TASK ITEM: For the listing that follows, give again exactly the lines from the one with "sample | [116, 278]" to the one with "sample | [89, 301]", including both.
═══
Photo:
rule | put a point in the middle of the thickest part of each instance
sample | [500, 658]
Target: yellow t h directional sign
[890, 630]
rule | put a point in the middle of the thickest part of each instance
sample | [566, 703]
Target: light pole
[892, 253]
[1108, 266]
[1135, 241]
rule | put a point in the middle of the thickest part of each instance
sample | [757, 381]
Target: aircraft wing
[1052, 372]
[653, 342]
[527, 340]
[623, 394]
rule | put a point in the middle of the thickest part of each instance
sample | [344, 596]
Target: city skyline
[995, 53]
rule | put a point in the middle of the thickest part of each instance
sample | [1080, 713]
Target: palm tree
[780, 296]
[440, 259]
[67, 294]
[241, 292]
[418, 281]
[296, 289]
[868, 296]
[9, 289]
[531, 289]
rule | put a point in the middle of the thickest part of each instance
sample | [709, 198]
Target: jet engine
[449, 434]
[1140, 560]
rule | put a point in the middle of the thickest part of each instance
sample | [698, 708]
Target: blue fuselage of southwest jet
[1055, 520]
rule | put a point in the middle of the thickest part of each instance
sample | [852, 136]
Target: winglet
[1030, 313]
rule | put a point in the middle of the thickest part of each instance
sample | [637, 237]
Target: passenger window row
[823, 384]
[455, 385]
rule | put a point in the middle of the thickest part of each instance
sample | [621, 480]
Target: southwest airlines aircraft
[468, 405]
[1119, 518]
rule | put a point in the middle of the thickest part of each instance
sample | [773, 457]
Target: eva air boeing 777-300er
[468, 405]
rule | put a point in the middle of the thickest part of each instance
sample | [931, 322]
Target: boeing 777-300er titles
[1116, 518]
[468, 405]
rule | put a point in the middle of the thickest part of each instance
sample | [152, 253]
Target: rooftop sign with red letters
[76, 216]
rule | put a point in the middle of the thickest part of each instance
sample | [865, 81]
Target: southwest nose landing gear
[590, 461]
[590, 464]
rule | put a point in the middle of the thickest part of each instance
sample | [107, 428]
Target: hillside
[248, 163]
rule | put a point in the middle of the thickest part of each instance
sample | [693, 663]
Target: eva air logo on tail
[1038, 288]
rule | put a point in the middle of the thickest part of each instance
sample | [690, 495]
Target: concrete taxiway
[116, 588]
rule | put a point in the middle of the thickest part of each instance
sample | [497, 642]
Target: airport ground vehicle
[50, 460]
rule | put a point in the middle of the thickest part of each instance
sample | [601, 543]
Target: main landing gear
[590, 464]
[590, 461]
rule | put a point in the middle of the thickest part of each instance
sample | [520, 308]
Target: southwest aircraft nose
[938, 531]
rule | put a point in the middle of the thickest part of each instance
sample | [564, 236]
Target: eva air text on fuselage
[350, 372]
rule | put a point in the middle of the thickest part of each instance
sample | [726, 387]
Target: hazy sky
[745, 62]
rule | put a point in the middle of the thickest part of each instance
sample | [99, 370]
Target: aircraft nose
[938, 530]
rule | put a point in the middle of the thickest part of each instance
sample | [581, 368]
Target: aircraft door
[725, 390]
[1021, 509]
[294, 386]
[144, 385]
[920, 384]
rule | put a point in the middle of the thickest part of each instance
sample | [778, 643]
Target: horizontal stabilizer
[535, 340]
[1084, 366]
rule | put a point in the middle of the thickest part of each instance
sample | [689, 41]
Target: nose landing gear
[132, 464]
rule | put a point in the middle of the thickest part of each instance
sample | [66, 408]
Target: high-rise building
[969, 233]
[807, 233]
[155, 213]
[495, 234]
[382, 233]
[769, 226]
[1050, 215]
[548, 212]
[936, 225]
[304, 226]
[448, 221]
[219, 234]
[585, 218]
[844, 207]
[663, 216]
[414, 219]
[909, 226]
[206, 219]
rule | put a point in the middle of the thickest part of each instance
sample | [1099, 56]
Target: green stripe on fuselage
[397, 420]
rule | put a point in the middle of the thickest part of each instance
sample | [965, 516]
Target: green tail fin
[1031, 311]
═══
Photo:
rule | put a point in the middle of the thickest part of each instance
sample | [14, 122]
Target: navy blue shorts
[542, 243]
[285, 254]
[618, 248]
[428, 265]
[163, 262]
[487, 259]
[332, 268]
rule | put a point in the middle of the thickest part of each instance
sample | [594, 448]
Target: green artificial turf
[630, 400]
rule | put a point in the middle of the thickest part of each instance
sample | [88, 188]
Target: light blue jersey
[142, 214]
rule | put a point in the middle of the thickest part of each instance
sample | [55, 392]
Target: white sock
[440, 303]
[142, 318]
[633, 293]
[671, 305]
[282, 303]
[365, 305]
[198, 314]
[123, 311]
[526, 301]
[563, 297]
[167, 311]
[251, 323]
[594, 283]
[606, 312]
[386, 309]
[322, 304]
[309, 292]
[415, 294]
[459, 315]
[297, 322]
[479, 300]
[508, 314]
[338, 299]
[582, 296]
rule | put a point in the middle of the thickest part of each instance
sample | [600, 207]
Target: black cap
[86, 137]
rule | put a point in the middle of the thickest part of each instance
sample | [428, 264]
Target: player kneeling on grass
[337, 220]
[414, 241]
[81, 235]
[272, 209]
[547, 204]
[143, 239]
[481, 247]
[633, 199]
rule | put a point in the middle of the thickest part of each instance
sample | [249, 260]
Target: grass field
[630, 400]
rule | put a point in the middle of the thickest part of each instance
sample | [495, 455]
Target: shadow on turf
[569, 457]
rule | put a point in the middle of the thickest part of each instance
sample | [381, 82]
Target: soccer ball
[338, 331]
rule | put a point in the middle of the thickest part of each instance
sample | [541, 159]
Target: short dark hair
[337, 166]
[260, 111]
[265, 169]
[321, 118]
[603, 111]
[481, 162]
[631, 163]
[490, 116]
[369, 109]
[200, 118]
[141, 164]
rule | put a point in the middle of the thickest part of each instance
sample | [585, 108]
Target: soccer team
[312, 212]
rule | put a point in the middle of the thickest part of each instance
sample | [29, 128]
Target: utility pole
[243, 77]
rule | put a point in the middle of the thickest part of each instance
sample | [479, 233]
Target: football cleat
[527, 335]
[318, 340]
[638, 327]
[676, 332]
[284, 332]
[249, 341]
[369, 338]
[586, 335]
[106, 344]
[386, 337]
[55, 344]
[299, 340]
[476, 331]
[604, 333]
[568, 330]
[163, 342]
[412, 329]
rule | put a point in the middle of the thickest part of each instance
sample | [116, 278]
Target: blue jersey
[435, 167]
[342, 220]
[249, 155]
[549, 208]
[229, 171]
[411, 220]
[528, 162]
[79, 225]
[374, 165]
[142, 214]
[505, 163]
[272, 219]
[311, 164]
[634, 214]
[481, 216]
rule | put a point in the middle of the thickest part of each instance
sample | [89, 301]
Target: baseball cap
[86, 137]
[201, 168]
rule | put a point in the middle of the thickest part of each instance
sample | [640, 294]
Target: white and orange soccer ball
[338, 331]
═══
SOLUTION BELOW:
sample | [116, 278]
Target: blue jersey
[435, 167]
[342, 220]
[249, 155]
[549, 208]
[229, 171]
[411, 220]
[528, 162]
[79, 225]
[374, 165]
[142, 214]
[505, 163]
[272, 219]
[311, 164]
[634, 214]
[481, 216]
rule | put a point in the middle of the thickest part of each instance
sample | [89, 301]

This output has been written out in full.